* [What the exercise asks]: In the material below, find the line with "Target: woman's hand" and the line with "x=275, y=543", then output those two lines and every line between them, exactly.
----------
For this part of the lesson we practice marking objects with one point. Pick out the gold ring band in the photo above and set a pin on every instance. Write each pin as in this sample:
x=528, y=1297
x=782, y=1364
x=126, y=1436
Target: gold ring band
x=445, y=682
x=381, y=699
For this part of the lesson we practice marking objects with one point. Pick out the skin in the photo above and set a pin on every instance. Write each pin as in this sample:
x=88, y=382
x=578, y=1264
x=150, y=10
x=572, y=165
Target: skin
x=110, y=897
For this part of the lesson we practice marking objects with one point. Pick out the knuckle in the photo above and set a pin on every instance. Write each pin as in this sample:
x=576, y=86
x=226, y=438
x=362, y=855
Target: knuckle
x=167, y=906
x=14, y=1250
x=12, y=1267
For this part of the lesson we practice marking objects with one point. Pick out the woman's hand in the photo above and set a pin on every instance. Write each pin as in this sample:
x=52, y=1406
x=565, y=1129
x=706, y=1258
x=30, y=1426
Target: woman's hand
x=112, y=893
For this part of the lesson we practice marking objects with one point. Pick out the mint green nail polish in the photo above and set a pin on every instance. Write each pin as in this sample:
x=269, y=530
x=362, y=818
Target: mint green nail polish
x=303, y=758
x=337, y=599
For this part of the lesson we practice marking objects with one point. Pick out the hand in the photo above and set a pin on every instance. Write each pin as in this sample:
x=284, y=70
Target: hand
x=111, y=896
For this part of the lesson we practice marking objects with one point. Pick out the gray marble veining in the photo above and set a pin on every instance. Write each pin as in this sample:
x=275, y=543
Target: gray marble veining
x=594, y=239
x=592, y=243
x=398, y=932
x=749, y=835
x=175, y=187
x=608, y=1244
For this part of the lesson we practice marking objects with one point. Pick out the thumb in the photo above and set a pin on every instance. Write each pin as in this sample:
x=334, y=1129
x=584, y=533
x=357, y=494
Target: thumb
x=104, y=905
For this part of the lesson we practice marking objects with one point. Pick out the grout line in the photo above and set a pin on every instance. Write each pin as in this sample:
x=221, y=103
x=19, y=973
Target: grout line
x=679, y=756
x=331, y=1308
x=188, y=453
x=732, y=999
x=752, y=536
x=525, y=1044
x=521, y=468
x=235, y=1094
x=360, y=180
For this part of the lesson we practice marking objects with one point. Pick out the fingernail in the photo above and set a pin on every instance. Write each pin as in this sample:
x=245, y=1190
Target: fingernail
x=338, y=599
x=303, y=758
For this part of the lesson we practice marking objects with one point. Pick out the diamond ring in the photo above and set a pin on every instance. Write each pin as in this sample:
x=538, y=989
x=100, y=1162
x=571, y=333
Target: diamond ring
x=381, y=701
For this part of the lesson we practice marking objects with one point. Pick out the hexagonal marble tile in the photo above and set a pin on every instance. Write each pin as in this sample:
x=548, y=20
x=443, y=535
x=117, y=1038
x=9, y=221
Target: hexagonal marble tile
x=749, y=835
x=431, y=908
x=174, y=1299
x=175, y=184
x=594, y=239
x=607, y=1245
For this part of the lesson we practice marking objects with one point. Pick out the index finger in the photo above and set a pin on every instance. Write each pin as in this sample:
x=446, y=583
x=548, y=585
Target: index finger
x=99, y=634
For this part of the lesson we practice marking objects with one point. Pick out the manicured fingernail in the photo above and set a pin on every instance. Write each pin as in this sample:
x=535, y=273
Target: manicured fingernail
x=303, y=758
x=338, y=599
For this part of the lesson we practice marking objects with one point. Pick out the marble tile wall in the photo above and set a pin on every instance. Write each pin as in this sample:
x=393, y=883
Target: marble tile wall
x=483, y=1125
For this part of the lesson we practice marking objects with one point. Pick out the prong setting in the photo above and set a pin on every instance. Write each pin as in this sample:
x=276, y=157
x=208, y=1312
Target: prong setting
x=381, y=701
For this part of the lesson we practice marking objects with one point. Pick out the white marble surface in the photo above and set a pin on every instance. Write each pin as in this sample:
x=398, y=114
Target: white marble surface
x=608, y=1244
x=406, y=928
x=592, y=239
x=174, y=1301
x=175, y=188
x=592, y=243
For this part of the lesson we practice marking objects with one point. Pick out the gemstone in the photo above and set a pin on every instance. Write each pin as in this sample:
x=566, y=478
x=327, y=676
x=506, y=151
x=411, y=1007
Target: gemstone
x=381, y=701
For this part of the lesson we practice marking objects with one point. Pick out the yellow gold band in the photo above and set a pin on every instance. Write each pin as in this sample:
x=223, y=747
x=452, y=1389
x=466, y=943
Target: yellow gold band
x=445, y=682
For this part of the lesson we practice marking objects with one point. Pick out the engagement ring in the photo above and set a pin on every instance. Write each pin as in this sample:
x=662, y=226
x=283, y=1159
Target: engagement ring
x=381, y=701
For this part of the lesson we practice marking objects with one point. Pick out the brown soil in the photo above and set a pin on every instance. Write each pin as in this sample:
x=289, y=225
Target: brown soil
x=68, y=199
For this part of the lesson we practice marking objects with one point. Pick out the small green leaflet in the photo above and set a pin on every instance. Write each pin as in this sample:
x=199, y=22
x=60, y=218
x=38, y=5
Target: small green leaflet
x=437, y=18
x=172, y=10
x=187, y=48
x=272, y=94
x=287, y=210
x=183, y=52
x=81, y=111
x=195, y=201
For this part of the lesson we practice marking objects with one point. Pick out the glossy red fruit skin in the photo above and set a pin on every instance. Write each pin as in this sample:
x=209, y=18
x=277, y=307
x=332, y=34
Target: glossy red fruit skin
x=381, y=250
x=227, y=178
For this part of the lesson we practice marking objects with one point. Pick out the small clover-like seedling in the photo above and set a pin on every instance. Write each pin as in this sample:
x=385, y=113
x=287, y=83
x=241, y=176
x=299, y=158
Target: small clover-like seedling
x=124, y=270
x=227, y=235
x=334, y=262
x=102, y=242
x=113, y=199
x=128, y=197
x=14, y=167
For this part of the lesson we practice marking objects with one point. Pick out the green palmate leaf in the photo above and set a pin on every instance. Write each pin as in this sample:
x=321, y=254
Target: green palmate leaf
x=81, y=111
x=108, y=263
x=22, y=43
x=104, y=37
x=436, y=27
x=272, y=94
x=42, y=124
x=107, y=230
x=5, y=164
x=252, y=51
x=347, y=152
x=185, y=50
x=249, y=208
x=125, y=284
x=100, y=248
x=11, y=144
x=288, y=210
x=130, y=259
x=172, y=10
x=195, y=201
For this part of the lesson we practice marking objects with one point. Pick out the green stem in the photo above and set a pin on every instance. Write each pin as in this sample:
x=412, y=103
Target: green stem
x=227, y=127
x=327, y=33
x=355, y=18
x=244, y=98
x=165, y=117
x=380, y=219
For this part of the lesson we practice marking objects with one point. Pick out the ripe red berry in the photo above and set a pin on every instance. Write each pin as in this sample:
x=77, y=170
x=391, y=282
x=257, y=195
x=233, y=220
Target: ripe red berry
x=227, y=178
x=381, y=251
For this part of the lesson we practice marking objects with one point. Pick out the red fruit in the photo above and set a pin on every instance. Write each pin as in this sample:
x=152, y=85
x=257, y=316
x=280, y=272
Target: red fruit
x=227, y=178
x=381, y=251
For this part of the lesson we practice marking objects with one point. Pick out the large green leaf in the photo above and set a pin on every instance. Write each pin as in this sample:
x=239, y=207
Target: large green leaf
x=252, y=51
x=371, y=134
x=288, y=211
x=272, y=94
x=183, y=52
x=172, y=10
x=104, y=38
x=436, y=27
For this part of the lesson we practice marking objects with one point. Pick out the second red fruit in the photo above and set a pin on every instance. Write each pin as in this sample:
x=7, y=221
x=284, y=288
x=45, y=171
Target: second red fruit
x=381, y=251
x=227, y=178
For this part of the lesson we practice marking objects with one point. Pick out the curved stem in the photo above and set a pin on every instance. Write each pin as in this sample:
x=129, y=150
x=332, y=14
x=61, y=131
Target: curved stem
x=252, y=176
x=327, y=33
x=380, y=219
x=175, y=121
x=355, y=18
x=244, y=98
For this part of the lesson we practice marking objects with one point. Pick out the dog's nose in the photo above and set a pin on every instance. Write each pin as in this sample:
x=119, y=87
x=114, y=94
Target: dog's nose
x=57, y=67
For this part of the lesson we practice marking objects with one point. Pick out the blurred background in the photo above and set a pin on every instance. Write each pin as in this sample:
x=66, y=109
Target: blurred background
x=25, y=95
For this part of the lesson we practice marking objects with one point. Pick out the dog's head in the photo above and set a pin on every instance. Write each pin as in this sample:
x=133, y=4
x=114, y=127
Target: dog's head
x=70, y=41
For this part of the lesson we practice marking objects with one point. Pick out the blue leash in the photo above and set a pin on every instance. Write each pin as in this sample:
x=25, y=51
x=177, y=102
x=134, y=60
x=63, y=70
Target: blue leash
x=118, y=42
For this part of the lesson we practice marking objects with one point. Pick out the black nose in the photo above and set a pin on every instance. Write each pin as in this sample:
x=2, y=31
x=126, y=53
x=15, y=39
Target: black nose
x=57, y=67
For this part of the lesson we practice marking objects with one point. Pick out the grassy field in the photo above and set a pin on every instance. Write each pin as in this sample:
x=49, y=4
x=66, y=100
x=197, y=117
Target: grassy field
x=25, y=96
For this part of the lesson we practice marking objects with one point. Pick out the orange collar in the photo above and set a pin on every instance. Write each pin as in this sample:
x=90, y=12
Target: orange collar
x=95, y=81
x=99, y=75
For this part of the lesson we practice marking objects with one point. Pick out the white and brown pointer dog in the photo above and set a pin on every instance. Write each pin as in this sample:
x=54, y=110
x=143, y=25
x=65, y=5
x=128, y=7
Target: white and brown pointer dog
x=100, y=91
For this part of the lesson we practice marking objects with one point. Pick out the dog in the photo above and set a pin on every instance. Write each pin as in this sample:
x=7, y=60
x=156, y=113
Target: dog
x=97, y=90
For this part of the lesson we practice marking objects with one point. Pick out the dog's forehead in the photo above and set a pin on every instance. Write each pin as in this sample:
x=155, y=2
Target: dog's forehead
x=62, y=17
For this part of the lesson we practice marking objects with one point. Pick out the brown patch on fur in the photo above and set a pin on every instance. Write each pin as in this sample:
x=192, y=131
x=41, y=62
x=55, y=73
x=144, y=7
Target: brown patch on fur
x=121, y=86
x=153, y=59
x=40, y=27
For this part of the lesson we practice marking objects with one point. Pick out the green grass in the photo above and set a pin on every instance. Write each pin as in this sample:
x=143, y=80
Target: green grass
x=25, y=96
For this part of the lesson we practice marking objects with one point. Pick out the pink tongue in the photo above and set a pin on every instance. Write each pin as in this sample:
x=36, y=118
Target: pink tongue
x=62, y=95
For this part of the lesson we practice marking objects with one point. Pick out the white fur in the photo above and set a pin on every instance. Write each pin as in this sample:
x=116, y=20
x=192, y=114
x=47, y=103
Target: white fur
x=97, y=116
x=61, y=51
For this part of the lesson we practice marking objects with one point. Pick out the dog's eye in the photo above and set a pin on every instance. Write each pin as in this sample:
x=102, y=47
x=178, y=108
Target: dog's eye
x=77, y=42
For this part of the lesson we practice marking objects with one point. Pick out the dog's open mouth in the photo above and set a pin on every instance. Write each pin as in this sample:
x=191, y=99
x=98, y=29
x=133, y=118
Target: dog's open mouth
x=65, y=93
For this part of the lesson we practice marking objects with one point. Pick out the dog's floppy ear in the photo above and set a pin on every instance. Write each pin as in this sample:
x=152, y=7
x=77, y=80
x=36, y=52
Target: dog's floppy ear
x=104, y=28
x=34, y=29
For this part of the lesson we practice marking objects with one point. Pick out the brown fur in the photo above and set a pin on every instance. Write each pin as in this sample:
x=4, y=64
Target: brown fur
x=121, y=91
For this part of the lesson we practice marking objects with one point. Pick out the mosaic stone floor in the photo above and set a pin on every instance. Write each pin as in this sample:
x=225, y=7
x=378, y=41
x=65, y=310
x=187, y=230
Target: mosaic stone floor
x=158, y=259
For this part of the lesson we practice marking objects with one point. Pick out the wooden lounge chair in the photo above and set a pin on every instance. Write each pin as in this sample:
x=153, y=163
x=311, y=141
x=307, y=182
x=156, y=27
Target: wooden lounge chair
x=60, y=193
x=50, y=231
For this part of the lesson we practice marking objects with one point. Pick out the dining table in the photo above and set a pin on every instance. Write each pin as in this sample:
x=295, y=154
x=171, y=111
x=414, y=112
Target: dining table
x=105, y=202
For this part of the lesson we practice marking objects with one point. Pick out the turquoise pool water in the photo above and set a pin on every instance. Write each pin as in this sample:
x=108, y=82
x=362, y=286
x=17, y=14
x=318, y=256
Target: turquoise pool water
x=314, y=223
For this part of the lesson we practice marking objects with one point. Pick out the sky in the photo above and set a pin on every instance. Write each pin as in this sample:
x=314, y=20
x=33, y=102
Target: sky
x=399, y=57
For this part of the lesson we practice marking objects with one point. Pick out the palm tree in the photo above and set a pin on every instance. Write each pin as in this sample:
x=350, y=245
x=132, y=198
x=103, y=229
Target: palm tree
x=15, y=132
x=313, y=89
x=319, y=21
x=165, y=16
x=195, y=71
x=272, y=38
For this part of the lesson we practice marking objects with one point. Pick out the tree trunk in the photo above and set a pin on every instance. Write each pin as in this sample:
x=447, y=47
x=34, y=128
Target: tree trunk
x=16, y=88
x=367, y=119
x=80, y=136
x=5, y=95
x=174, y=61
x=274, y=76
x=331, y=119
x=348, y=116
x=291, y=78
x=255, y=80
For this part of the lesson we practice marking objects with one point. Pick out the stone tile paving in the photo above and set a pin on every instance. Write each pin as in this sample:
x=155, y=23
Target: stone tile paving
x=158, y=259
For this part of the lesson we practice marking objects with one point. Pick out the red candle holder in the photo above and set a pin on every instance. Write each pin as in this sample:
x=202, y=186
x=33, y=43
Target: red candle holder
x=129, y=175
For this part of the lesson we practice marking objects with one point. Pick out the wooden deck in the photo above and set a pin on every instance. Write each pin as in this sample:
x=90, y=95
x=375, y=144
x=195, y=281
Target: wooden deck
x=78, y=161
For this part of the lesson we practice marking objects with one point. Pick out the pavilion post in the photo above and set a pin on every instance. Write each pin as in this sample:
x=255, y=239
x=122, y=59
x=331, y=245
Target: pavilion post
----------
* [Task response]:
Target: woman's hand
x=112, y=893
For this part of the lesson we practice marking objects with one point. Pick out the mint green nail polish in the photo above and set a pin on every instance. Write each pin as in this sample:
x=269, y=530
x=362, y=818
Target: mint green nail polish
x=303, y=758
x=337, y=599
For this part of the lesson we practice marking objects with one point. Pick out the hand in the photo above and set a pin on every instance. Write each pin as in this sample:
x=284, y=70
Target: hand
x=111, y=896
For this part of the lesson we practice marking objects with one point. Pick out the gray marble veining in the photo above and set a pin on every instance. Write each pin as in this sample:
x=275, y=543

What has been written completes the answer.